WORK REQUEST:
According to the biographical text about Hatch, for how many years was he a member of the Utah Territorial Legislature?
***** TEXT SECTION
Upon arriving in Utah, Hatch became the presiding bishop in Wasatch County. When the Wasatch Stake was organized in 1877, Hatch became its first president and would hold this position until 1901. In this capacity, Hatch helped to found many settlements in Wasatch County and elsewhere in Utah: today, along with his brother Jeremiah Hatch, he is recognized as the founder of Vernal, Utah.

Hatch served as probate judge of Wasatch County, the main judicial office in Territorial Utah, especially since it was the highest judicial office that the people and not the outsider federal appointment process chose. Hatch was a member of the Utah Territorial Legislature for 23 years. Hatch was the first representative who proposed that women in Utah be given the vote; the territory granted the vote to women in 1870. The voting rights of women in the territory were abolished by the federal Edmunds–Tucker Act in 1887.

Hatch became a member of the Council of Fifty on June 29, 1883, and was a member until his death.

Hatch was married to Parmelia Jane Lott from 1852 until her death in 1880; the couple had seven children. In 1882, after his first wife's death, Hatch married Ruth Woolley, with whom he had six children, including Vermont Hatch.

Hatch died in Heber City, Utah at age 81. He was buried in Heber City Cemetery.

==Legacy==
In 1975, Hatch's house in Heber City was added to the National Register of Historic Places listings in Wasatch County, Utah. Hatch's older brother Jeremiah is a great-grandfather of U.S. Senator Orrin Hatch.
**********
***** DATASET ENTRIES
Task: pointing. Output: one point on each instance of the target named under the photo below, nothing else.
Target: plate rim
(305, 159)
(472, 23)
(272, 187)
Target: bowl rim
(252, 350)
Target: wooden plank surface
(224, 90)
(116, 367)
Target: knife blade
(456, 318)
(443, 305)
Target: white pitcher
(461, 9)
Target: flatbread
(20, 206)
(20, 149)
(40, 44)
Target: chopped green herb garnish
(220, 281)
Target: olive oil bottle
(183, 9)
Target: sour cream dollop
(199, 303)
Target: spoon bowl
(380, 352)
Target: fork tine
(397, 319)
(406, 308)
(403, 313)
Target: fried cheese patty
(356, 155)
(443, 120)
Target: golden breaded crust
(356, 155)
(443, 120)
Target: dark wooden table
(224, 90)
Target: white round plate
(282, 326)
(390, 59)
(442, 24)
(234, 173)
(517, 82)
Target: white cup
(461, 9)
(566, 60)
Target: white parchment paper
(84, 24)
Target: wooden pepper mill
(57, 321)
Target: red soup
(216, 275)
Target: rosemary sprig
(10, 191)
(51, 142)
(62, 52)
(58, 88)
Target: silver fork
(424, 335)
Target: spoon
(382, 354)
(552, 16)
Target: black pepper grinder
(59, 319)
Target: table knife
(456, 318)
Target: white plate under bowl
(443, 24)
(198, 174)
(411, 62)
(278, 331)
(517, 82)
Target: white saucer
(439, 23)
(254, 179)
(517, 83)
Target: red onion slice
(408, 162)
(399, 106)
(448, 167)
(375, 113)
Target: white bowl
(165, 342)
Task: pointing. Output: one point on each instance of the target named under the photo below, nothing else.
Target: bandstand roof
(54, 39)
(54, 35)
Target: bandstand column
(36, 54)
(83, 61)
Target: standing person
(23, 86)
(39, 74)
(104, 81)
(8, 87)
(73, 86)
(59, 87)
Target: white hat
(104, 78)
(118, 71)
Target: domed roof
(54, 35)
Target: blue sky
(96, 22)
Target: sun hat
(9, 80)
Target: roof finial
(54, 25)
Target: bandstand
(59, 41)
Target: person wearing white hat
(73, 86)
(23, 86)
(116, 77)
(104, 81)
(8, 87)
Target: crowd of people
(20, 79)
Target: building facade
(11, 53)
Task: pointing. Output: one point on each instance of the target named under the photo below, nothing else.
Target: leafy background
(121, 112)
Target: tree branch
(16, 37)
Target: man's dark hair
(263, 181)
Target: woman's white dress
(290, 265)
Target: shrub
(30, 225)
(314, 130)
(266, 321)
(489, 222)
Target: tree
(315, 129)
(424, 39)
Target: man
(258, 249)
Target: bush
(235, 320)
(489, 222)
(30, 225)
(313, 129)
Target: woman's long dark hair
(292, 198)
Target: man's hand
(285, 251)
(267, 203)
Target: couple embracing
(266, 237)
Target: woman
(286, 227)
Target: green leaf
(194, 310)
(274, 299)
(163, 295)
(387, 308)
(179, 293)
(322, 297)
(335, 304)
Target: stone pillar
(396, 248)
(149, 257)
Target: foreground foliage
**********
EXERCISE RESULT:
23 years